Records supplied
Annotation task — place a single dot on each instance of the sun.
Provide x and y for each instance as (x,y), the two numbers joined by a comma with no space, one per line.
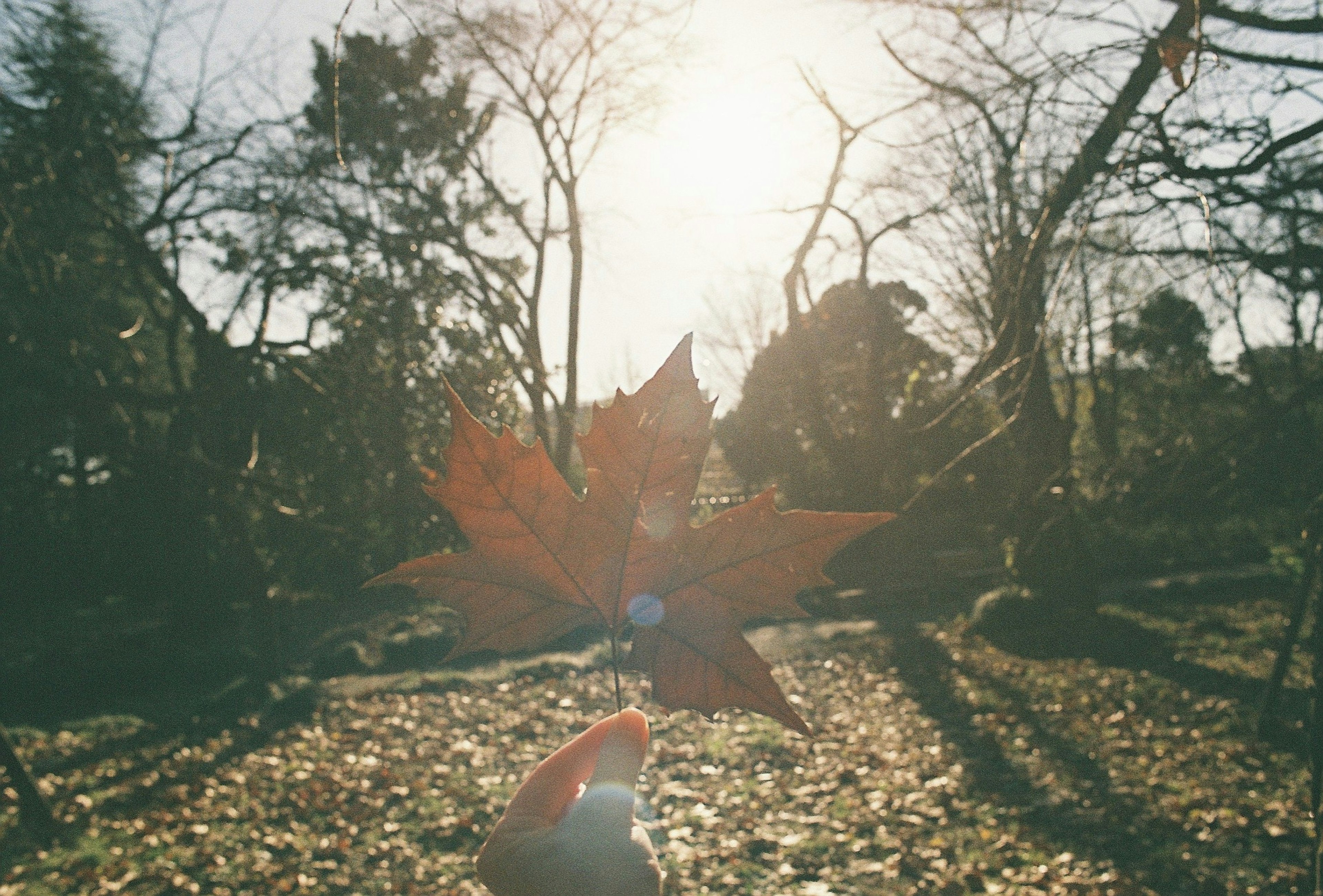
(726,150)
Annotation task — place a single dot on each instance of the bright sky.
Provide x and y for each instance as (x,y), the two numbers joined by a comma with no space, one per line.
(685,208)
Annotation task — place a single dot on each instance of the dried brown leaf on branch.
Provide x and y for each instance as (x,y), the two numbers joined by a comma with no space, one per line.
(544,563)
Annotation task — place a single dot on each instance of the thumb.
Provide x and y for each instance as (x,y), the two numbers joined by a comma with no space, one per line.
(609,797)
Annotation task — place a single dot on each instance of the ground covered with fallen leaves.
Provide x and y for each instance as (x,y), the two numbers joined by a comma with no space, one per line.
(941,764)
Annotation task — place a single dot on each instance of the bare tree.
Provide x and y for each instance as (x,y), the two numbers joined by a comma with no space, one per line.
(1027,127)
(568,75)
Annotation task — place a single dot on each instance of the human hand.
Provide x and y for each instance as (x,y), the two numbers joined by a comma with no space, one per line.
(554,842)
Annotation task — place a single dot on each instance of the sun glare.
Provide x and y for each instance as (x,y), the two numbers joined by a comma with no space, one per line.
(727,150)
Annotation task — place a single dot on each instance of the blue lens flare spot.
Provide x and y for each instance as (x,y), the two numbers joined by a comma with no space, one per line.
(646,609)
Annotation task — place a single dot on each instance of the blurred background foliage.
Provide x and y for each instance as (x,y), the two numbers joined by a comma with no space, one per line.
(196,493)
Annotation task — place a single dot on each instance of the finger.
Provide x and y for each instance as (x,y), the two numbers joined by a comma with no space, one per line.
(608,805)
(624,751)
(555,783)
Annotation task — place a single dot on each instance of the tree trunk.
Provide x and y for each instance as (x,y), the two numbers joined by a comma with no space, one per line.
(1315,750)
(1282,663)
(33,811)
(570,411)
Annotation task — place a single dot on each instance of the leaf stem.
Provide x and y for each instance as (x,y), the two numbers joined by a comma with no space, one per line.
(616,670)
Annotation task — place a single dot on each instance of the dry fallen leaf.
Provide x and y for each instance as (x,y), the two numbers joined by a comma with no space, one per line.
(544,563)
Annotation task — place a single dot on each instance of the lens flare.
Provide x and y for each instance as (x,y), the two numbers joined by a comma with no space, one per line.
(646,609)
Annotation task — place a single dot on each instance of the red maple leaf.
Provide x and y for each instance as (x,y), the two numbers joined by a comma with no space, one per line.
(544,563)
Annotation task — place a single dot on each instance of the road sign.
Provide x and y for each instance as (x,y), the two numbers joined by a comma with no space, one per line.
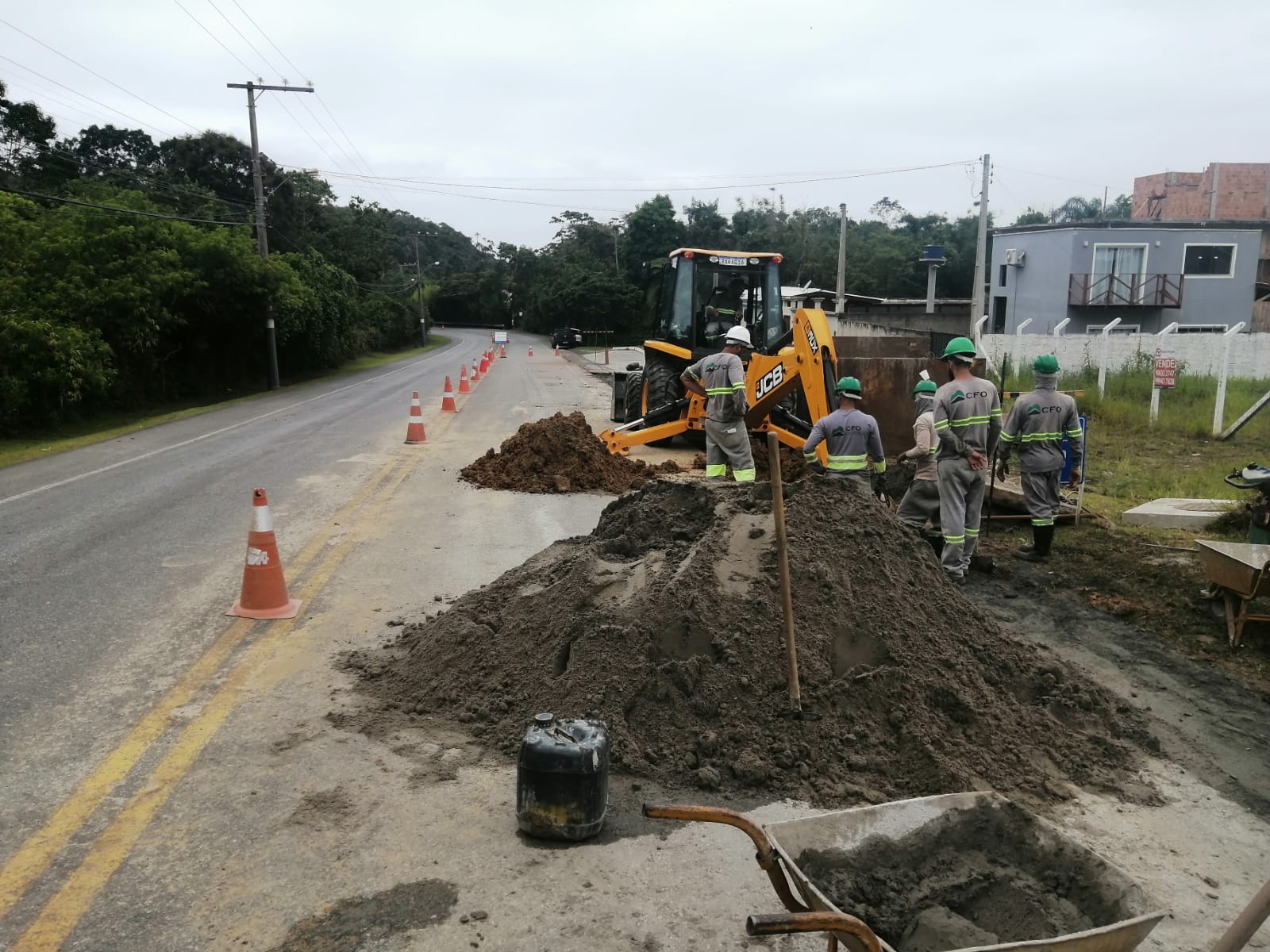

Aim of the exercise
Rewrite every line of the material, starting at the line containing "the sun glare." and ending at the last line of the material, and adjust each coordinate in the answers by -11. Leave the pictures out.

The completed task
Annotation task — place a single dot on each instance of the sun glare.
Provide x and y for each instance as (x,y), the two numbers joined by a comma with no space, one per line.
(716,139)
Annotation task — place a single dot on each instance of the blue lens flare spot.
Provide x and y for each instance as (x,y), the two numbers joined by a comma with no space, one per line.
(635,598)
Annotation task — place a single dot on each instance of the blurred background foliage.
Provide x and y for each instance as (x,y), the two numbers joined by a comma with no space, one per line.
(185,482)
Annotation task — place a single dot on each instance of the finger.
Provide x and y for each instance as (x,y), the two numbers joined by a comma with no space, one per line.
(597,794)
(613,740)
(544,772)
Annotation task — place a single dot on each instance of the tree trunk.
Provide x and y for each instance as (x,y), the two numbers joined by a comma with no space, one per line.
(1304,739)
(1271,652)
(22,800)
(559,400)
Annotation task — place a single dot on each instance of the leaf stem.
Provide x and y for each instance as (x,y), the two numbers joined by a comma with no space, one per line.
(605,659)
Annotation task — place a single dot on each instance of the dry fallen leaf.
Provide x and y for each instance as (x,y), the two numbers joined by a comma with no space, one per line.
(533,552)
Annotation task — place a single dot on each instance of the lens flare.
Provide x and y for each instance as (x,y), the two numbers joined by a comma with no space, one per line.
(635,598)
Annotation task — place a single dot on each instance of the red maple leaf.
Provide x and y for each instance as (x,y), the two numbers joined by a comma with no space, one per line.
(533,552)
Annotation task — place a single dot on each instance of the road sign.
Provide x and y for each instance as (x,y), the two numbers joined by a comma with no space, one per line.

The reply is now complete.